> _RECORDS PROVIDED_:
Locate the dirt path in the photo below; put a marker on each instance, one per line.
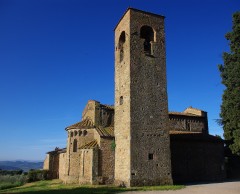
(214, 188)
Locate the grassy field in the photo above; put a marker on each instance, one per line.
(9, 181)
(56, 187)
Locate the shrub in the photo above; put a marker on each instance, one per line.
(9, 181)
(37, 175)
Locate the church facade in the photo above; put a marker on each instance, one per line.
(138, 141)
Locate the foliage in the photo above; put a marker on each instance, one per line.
(9, 181)
(113, 145)
(230, 73)
(11, 172)
(38, 175)
(56, 187)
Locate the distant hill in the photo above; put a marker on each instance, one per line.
(17, 165)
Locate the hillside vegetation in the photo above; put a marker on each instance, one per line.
(56, 187)
(20, 165)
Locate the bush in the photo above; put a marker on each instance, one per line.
(11, 172)
(9, 181)
(38, 175)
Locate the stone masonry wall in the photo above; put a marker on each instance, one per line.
(106, 160)
(46, 163)
(197, 160)
(150, 144)
(141, 96)
(122, 112)
(188, 123)
(62, 166)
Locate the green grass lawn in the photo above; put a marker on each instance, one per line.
(56, 187)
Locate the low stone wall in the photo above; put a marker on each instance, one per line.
(197, 157)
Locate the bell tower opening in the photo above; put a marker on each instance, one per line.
(121, 42)
(147, 33)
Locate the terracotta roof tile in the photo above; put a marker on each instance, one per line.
(84, 124)
(105, 132)
(89, 145)
(183, 114)
(183, 132)
(111, 107)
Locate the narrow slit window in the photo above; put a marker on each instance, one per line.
(147, 34)
(150, 156)
(121, 42)
(121, 100)
(74, 145)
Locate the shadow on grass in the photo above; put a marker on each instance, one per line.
(83, 190)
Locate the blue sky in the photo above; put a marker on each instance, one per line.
(55, 55)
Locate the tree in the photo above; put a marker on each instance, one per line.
(230, 73)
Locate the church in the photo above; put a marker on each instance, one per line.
(137, 141)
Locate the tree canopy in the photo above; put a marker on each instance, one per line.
(230, 73)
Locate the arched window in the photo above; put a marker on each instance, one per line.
(74, 145)
(80, 133)
(147, 33)
(121, 100)
(75, 133)
(121, 42)
(84, 133)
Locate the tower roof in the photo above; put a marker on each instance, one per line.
(140, 11)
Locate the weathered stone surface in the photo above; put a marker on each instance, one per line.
(129, 144)
(141, 120)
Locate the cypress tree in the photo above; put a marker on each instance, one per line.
(230, 74)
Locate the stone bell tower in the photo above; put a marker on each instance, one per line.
(142, 154)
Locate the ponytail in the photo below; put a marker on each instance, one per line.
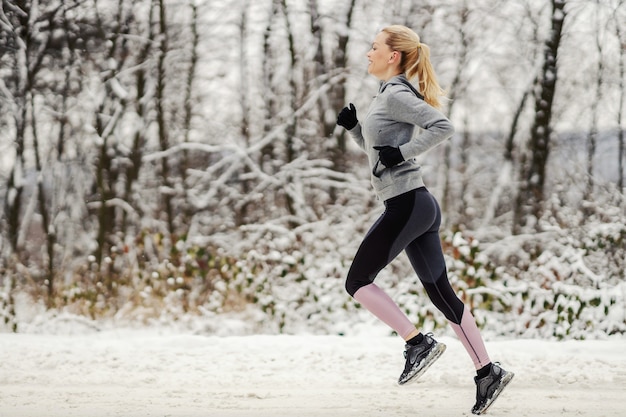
(415, 62)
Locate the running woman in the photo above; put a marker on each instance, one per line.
(412, 216)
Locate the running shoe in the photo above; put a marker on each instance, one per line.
(489, 387)
(419, 358)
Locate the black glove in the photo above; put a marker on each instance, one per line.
(389, 156)
(347, 117)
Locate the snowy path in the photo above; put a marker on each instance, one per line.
(143, 373)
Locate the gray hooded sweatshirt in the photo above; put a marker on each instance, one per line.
(391, 120)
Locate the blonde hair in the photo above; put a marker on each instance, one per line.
(415, 61)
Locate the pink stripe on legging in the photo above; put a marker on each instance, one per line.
(469, 335)
(382, 306)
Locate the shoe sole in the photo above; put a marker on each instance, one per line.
(433, 355)
(503, 383)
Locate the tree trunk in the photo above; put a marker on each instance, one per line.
(530, 198)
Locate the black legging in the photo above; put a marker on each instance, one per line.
(411, 223)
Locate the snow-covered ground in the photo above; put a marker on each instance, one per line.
(157, 372)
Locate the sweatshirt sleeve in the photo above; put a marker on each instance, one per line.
(406, 107)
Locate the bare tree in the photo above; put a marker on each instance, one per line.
(534, 161)
(618, 16)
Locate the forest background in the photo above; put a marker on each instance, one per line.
(178, 160)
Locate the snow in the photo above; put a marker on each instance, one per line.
(82, 370)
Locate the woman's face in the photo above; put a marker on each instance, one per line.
(381, 58)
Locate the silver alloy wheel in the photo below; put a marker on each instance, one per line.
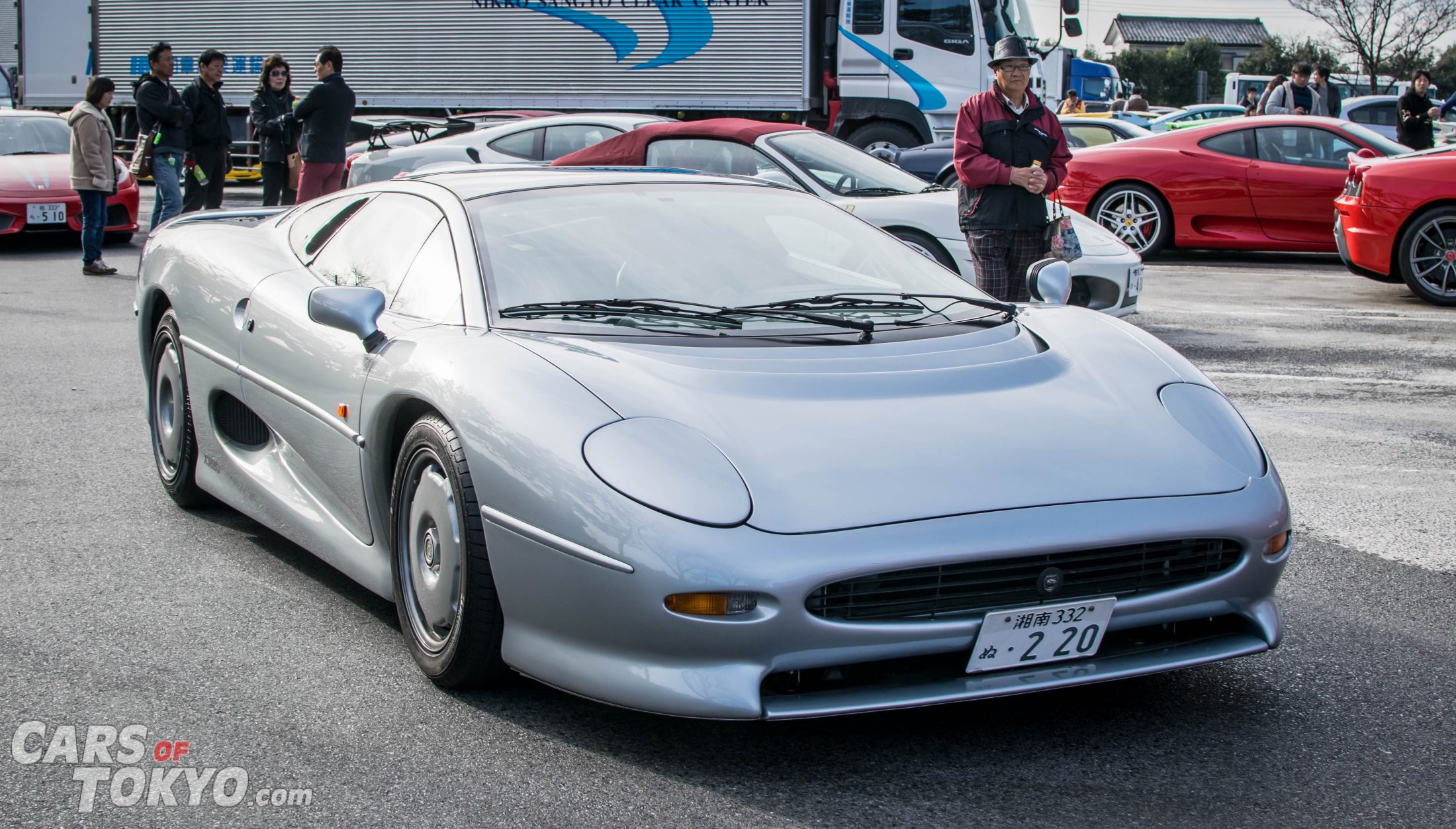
(1133, 217)
(1433, 256)
(168, 410)
(432, 553)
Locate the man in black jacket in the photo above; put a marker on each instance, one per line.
(210, 136)
(325, 114)
(161, 108)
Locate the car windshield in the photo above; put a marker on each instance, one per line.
(843, 170)
(721, 245)
(1377, 140)
(34, 136)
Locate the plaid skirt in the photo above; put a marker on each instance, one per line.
(1002, 257)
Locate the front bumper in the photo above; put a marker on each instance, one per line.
(121, 212)
(605, 634)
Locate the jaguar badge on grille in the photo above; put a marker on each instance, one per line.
(1049, 582)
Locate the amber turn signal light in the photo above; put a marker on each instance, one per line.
(711, 604)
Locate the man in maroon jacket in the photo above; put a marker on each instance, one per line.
(1009, 150)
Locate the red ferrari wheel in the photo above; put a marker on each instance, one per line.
(1136, 215)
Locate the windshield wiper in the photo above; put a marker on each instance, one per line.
(721, 317)
(854, 301)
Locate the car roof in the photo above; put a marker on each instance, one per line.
(631, 148)
(482, 181)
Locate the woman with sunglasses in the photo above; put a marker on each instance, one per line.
(277, 139)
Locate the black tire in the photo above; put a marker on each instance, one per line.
(1418, 241)
(884, 132)
(169, 416)
(1129, 195)
(467, 652)
(923, 244)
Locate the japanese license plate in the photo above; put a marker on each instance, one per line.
(46, 213)
(1040, 634)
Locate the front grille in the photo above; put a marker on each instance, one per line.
(980, 586)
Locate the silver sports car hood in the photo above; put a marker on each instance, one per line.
(1059, 407)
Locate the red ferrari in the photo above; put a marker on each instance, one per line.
(35, 179)
(1250, 184)
(1396, 220)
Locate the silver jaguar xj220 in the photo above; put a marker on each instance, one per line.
(704, 446)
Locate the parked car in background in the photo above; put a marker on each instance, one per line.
(1109, 277)
(1195, 114)
(1251, 184)
(704, 446)
(35, 179)
(1396, 220)
(935, 162)
(541, 139)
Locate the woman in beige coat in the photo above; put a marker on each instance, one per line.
(93, 170)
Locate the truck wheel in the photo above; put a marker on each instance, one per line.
(884, 133)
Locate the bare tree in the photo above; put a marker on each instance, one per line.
(1379, 31)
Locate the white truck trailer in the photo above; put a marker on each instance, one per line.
(867, 70)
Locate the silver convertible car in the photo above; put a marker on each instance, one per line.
(704, 446)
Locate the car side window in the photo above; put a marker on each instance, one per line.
(1236, 143)
(375, 250)
(1304, 146)
(868, 18)
(525, 144)
(714, 156)
(941, 24)
(432, 287)
(314, 228)
(571, 137)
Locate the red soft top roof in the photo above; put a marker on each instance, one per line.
(629, 149)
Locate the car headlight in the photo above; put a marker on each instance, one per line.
(670, 468)
(1212, 418)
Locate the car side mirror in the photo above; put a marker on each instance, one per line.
(350, 308)
(1049, 280)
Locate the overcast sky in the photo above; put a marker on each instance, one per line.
(1097, 17)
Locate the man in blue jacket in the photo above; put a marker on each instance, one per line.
(161, 108)
(325, 113)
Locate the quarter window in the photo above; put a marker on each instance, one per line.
(941, 24)
(522, 144)
(375, 250)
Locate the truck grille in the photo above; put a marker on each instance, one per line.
(980, 586)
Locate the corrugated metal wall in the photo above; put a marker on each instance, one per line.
(474, 53)
(9, 34)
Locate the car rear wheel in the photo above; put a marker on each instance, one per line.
(927, 246)
(1138, 216)
(1428, 256)
(169, 411)
(445, 592)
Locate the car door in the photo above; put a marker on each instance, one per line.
(1295, 179)
(304, 379)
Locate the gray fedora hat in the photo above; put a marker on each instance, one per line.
(1011, 48)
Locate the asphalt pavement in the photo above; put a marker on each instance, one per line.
(118, 609)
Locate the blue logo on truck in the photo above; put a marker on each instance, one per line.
(689, 24)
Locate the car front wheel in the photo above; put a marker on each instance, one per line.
(169, 411)
(1428, 256)
(1138, 216)
(445, 593)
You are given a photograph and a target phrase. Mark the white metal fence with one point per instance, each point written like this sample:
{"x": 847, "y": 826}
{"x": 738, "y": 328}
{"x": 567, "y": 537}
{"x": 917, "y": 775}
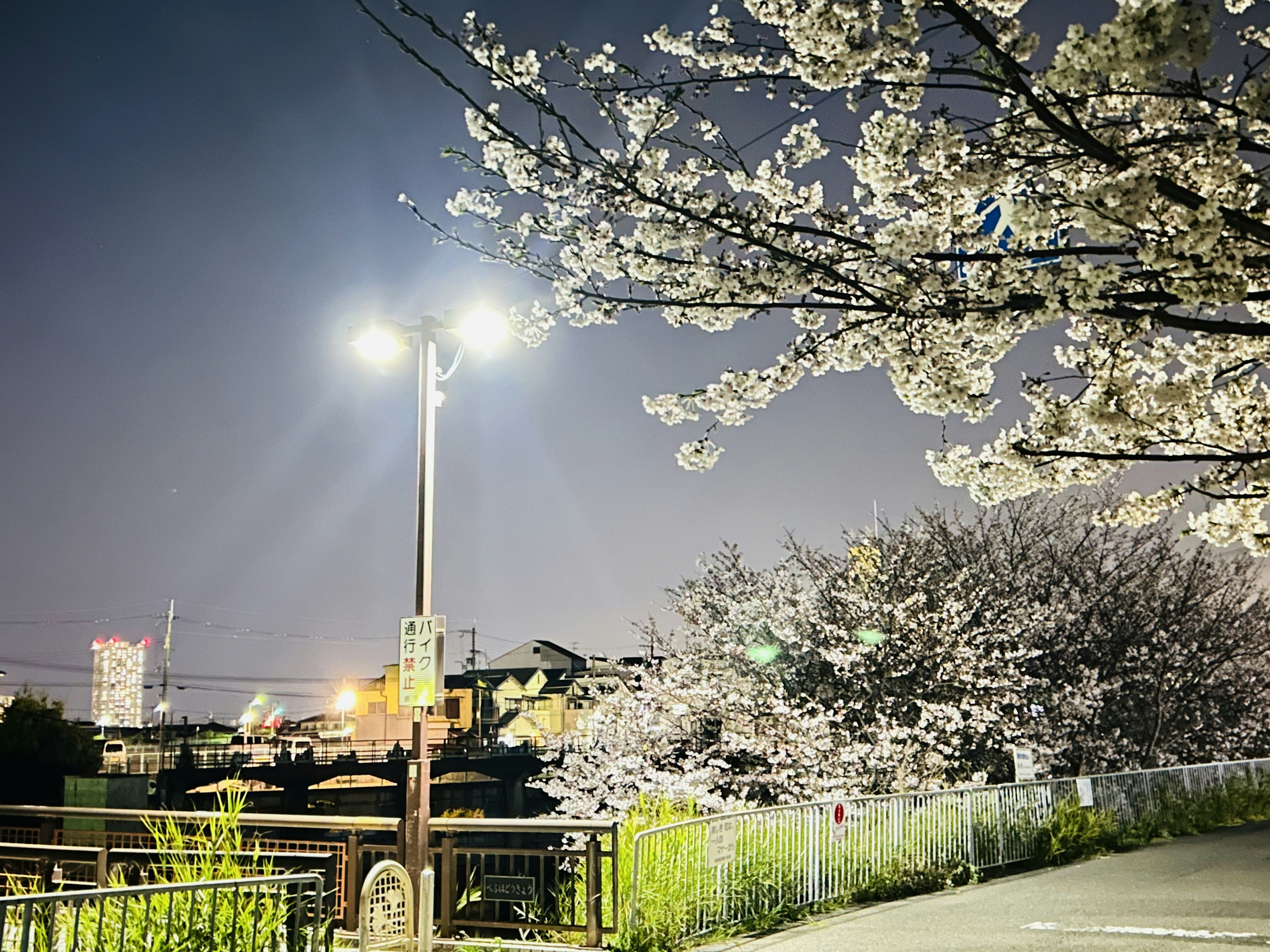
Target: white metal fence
{"x": 762, "y": 861}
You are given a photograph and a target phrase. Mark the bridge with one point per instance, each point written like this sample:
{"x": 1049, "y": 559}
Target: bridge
{"x": 295, "y": 776}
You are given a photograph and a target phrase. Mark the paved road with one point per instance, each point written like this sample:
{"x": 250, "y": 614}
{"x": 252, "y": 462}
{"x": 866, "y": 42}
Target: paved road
{"x": 1198, "y": 888}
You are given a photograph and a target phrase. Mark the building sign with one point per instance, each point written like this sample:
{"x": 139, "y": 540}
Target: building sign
{"x": 1085, "y": 791}
{"x": 839, "y": 822}
{"x": 515, "y": 889}
{"x": 722, "y": 841}
{"x": 422, "y": 659}
{"x": 1025, "y": 766}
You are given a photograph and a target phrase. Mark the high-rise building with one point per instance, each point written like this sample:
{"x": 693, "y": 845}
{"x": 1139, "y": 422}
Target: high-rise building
{"x": 119, "y": 689}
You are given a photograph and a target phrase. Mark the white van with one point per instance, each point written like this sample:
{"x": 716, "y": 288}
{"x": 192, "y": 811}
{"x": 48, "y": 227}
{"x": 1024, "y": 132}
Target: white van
{"x": 115, "y": 757}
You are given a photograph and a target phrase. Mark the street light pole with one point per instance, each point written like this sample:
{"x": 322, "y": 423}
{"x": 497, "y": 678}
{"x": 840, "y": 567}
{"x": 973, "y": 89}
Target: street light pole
{"x": 383, "y": 341}
{"x": 420, "y": 770}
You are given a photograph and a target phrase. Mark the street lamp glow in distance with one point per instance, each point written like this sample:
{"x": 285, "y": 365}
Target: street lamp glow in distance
{"x": 381, "y": 342}
{"x": 346, "y": 702}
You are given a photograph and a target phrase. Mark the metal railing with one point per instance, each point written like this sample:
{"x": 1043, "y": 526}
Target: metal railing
{"x": 701, "y": 875}
{"x": 276, "y": 753}
{"x": 349, "y": 852}
{"x": 261, "y": 914}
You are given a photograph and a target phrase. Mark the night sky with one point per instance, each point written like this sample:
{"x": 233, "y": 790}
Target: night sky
{"x": 198, "y": 198}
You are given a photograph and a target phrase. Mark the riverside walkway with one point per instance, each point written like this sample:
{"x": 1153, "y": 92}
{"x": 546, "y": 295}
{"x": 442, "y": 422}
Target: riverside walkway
{"x": 1211, "y": 890}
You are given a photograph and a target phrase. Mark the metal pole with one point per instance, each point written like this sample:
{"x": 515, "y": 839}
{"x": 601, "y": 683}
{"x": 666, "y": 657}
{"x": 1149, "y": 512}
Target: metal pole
{"x": 167, "y": 666}
{"x": 418, "y": 772}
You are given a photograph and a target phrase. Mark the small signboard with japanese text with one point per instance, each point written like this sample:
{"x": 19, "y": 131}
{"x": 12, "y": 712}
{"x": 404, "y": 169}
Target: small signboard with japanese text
{"x": 422, "y": 659}
{"x": 1085, "y": 791}
{"x": 514, "y": 889}
{"x": 1025, "y": 766}
{"x": 839, "y": 822}
{"x": 722, "y": 841}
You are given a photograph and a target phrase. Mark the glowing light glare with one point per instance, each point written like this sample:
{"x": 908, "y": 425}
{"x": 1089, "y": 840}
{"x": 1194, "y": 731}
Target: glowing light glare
{"x": 764, "y": 654}
{"x": 483, "y": 329}
{"x": 378, "y": 344}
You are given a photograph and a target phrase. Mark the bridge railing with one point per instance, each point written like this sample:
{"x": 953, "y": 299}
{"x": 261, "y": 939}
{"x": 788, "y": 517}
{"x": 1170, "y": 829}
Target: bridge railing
{"x": 698, "y": 876}
{"x": 352, "y": 852}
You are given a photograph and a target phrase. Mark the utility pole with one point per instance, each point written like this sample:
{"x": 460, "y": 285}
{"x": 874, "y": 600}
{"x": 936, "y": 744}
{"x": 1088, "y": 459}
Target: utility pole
{"x": 167, "y": 667}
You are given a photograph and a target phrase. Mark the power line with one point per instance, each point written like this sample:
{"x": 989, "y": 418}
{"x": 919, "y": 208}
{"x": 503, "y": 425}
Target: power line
{"x": 278, "y": 615}
{"x": 80, "y": 611}
{"x": 75, "y": 621}
{"x": 244, "y": 630}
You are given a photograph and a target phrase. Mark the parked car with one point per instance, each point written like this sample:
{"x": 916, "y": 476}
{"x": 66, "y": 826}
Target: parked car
{"x": 249, "y": 749}
{"x": 115, "y": 757}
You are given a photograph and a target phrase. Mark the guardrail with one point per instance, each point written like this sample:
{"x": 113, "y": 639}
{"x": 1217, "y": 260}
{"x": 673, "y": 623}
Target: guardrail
{"x": 177, "y": 756}
{"x": 349, "y": 851}
{"x": 260, "y": 914}
{"x": 701, "y": 875}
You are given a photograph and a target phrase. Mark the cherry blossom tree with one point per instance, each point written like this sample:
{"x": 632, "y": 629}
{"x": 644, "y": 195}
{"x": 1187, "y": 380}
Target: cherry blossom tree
{"x": 916, "y": 659}
{"x": 1117, "y": 190}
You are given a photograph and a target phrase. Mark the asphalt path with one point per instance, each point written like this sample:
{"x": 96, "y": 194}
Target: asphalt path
{"x": 1211, "y": 890}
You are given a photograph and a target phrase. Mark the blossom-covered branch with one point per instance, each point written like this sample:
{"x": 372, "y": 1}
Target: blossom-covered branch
{"x": 1119, "y": 190}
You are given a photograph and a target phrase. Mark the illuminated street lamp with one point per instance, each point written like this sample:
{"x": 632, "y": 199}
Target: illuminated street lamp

> _DESCRIPTION OF THE TASK_:
Copy out every line of the data where the word "illuminated" occurs.

> _SOLUTION FOR THIS TASK_:
You are given a photograph and a target phrase. Mark the illuminated street lamp with one point per instance, each point written like this sample:
Target: illuminated street lamp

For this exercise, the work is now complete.